→ **Dataset records**
· · ·

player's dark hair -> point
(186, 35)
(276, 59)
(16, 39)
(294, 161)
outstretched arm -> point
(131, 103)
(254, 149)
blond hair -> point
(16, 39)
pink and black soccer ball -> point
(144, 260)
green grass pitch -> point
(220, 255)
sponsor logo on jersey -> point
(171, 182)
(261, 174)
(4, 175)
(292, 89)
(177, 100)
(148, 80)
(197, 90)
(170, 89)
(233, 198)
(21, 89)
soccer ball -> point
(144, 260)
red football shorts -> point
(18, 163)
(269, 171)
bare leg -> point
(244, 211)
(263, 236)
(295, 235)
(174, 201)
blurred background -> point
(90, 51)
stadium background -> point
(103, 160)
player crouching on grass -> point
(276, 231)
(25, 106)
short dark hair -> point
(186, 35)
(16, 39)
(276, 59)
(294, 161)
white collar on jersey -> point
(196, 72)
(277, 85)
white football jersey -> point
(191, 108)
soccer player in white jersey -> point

· · ·

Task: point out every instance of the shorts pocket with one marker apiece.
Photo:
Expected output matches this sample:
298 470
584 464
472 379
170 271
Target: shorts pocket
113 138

· · ·

→ **What this task involves**
Print exactly the lines of the listing above starting at the line containing "player's dark hair -> point" and ending at the line containing "soccer player in white jersey -> point", both included.

→ **Response below**
player's dark hair -> point
(186, 35)
(276, 59)
(16, 39)
(294, 161)
outstretched arm -> point
(131, 103)
(254, 149)
blond hair -> point
(16, 39)
pink and black soccer ball -> point
(144, 260)
green grass pitch -> point
(220, 255)
sponsor logo on jersey -> point
(171, 182)
(261, 174)
(4, 175)
(292, 89)
(177, 100)
(148, 80)
(197, 90)
(170, 89)
(233, 198)
(21, 89)
soccer ball -> point
(144, 260)
red football shorts -> point
(18, 163)
(269, 171)
bare leg -> point
(244, 211)
(263, 236)
(295, 235)
(174, 201)
blurred background -> point
(90, 51)
stadium background -> point
(103, 160)
player crouching on grass -> point
(276, 231)
(25, 106)
short dark hair -> point
(186, 35)
(16, 39)
(276, 59)
(294, 161)
white collar on jersey -> point
(196, 72)
(277, 85)
white football jersey -> point
(191, 108)
soccer player in white jersey -> point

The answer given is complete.